Short exercise >>
Please reproduce unchanged the lines in the items below, starting with the line that contains "of the cutting" and going on through the line that contains "column 150, row 473", with both of those lines included.

Pointing items:

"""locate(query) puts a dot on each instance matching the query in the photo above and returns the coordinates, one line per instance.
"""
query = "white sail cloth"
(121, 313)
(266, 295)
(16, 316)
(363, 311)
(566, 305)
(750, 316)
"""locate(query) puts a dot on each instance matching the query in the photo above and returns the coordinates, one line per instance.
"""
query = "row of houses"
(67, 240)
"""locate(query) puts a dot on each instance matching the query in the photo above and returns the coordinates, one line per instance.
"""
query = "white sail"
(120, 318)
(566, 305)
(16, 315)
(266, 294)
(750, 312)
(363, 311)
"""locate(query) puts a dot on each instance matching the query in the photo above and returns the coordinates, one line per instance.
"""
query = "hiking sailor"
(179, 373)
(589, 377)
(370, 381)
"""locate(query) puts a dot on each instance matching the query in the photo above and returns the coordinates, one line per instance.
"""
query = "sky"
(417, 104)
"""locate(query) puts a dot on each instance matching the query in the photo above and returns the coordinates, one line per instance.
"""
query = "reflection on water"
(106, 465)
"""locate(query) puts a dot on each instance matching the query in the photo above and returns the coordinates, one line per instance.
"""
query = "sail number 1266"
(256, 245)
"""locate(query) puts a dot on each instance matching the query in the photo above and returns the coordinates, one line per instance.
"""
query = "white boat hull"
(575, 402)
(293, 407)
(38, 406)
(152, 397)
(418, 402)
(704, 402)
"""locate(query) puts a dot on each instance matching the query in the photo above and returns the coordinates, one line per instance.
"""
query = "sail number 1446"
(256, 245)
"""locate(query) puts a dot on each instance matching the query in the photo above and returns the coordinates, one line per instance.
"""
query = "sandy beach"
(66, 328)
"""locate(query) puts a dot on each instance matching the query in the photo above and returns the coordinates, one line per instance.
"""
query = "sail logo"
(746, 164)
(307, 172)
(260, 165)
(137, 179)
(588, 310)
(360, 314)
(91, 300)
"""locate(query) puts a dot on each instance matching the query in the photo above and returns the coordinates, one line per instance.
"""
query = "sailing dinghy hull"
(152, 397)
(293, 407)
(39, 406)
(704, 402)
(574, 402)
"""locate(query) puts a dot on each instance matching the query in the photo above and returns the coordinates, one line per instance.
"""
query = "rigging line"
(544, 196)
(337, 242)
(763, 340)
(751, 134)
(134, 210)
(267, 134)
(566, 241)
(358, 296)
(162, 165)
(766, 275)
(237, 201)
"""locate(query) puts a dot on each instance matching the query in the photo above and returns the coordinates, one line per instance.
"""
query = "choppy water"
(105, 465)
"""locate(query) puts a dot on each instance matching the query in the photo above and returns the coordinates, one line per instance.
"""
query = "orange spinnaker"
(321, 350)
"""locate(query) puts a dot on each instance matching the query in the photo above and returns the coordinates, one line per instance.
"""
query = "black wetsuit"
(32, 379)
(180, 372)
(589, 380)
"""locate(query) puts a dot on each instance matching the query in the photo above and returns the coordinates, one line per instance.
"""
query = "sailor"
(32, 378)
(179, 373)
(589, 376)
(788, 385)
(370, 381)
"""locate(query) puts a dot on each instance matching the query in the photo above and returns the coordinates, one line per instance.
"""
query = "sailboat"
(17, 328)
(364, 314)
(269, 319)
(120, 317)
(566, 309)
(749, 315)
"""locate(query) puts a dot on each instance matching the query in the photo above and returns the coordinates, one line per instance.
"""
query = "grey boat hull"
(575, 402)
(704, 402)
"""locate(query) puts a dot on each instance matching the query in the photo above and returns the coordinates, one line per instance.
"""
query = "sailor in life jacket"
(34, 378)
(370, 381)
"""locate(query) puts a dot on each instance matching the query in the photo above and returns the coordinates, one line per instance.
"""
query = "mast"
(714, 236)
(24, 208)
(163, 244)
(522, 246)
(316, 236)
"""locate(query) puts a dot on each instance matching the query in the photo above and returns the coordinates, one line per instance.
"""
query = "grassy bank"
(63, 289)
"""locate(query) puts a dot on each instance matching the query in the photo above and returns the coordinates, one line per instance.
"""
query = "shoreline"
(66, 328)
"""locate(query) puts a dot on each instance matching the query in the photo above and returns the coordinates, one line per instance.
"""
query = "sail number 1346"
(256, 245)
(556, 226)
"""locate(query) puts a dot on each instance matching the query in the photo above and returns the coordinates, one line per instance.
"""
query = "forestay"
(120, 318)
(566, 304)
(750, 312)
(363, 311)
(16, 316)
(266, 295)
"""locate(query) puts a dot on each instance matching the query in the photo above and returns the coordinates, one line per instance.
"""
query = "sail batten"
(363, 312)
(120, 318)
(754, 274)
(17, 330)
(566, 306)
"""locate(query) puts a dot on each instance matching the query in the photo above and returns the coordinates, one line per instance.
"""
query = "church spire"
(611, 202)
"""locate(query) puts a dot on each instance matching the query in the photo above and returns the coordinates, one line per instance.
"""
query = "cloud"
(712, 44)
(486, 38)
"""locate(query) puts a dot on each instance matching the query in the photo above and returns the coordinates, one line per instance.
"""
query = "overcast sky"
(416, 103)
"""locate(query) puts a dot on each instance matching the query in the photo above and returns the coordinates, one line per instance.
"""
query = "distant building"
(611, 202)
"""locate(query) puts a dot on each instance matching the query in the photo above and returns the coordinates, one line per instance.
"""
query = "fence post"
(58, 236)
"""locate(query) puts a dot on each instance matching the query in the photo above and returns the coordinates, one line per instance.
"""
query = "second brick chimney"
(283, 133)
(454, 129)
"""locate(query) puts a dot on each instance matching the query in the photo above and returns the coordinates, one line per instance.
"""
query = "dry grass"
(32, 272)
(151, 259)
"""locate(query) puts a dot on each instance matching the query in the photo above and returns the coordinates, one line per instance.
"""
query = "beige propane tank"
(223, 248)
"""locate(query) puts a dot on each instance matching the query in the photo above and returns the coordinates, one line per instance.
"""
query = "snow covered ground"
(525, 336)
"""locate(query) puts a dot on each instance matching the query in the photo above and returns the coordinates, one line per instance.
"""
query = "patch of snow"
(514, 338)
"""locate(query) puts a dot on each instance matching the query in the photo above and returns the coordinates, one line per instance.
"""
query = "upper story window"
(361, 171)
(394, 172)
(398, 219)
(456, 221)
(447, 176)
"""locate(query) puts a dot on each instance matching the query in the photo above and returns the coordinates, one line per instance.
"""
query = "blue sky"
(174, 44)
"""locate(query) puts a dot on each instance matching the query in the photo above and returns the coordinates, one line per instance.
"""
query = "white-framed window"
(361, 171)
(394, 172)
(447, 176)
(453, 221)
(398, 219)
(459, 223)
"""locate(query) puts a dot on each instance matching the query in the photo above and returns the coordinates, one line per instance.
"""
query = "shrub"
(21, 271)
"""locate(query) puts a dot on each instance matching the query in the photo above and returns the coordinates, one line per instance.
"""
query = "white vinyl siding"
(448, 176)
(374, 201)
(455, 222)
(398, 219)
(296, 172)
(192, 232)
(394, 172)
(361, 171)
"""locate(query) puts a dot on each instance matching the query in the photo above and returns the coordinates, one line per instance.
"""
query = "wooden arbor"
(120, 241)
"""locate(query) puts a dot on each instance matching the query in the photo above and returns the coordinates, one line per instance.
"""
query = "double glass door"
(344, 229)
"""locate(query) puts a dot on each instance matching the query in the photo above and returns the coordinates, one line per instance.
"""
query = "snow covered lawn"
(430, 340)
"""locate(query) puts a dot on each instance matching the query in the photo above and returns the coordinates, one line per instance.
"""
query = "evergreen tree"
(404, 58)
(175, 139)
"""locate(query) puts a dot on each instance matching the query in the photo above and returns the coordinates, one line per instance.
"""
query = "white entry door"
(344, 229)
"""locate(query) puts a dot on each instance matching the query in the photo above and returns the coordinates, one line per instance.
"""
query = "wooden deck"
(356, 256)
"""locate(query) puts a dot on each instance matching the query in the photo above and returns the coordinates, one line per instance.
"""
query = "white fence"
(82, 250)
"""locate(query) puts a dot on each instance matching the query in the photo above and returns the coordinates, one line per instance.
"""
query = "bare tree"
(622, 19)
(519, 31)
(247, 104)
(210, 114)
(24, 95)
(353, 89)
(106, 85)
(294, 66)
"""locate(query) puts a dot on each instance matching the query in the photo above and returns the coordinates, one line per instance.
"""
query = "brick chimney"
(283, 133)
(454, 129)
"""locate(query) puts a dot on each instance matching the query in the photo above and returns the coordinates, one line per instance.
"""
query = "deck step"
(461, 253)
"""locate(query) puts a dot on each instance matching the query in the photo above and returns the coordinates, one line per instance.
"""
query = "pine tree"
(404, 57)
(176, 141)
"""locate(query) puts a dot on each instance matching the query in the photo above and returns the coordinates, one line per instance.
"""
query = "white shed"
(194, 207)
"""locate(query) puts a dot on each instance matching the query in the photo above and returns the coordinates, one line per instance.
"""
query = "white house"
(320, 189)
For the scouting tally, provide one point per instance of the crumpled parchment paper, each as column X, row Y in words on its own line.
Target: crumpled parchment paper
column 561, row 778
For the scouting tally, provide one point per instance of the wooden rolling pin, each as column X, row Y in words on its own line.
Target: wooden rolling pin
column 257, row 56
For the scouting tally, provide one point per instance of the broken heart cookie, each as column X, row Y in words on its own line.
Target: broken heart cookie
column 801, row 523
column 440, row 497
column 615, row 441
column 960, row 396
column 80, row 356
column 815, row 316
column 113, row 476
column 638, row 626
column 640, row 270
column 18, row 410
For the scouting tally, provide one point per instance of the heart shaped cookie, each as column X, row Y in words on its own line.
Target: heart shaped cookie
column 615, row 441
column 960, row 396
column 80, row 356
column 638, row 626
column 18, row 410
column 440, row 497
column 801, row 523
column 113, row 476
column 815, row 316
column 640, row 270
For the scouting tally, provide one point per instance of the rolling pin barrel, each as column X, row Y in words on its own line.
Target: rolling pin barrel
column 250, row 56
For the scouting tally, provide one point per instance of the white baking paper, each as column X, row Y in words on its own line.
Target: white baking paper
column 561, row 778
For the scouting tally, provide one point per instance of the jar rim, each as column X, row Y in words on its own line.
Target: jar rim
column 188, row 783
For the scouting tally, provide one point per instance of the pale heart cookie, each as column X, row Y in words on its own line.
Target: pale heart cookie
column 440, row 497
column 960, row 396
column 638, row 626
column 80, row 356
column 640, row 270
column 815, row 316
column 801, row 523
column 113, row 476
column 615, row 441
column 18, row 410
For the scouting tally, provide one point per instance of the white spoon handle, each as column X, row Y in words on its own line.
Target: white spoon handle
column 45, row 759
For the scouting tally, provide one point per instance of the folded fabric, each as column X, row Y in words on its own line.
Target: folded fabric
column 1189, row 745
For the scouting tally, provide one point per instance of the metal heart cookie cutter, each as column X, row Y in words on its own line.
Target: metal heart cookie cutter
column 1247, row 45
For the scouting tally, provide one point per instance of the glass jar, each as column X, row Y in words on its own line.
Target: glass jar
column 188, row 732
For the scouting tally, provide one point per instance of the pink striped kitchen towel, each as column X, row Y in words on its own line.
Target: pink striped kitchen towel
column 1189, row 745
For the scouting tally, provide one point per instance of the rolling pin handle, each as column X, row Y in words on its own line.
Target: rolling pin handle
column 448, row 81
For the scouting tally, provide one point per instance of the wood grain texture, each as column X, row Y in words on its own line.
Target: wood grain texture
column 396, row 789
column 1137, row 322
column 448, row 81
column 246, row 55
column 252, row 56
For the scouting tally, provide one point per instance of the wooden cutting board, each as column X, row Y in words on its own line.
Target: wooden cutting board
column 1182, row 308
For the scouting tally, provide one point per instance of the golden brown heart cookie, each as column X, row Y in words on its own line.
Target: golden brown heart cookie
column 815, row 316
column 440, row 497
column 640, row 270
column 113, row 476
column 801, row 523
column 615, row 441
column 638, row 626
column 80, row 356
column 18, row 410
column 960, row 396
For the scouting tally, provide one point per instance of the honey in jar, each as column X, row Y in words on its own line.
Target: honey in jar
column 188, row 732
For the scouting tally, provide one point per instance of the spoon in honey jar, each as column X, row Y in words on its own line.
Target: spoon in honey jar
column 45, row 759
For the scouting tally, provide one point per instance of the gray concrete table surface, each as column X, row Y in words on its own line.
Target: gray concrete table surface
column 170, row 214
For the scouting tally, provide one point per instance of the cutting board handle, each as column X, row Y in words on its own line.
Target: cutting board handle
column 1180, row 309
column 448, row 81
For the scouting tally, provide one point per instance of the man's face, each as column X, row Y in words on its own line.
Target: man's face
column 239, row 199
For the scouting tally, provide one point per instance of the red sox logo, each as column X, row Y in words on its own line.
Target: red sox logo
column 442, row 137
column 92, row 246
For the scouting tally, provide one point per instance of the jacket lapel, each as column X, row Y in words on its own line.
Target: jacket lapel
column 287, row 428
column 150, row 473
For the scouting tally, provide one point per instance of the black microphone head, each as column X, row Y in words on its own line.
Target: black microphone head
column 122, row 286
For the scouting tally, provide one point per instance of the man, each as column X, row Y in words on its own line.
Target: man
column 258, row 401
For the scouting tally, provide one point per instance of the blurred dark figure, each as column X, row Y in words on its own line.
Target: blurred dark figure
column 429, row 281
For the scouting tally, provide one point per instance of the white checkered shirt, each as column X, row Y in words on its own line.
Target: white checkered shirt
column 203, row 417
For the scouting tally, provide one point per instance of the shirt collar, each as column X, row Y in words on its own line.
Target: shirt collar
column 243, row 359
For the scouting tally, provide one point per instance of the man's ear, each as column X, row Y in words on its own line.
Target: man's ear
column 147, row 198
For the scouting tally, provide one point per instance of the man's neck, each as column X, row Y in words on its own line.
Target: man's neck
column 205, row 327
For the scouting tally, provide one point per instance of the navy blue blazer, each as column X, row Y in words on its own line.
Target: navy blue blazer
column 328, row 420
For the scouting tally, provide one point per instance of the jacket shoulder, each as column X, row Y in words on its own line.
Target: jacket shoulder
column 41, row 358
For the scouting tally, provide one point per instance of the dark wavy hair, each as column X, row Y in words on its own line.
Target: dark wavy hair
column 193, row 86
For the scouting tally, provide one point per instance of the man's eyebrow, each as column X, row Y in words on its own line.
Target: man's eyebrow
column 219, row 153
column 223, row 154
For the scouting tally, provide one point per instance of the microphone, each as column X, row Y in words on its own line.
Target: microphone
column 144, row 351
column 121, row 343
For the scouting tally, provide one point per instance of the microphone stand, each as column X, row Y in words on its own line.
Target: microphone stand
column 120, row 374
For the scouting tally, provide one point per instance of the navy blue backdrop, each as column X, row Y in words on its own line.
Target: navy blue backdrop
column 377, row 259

Result >>
For the scouting tally, provide one point per instance of the cutting board handle, each as column X, row Y in words on its own line.
Target: cutting board handle
column 1180, row 309
column 448, row 81
For the scouting tally, provide one point per instance of the man's face, each as column X, row Y in words on its own line.
Target: man's face
column 239, row 199
For the scouting tally, provide one point per instance of the red sox logo, each as column X, row Y in words on its own line.
Target: red sox logo
column 442, row 137
column 92, row 246
For the scouting tally, provide one point per instance of the jacket lapel, each as column X, row Y in words on its own line.
Target: jacket lapel
column 287, row 428
column 150, row 473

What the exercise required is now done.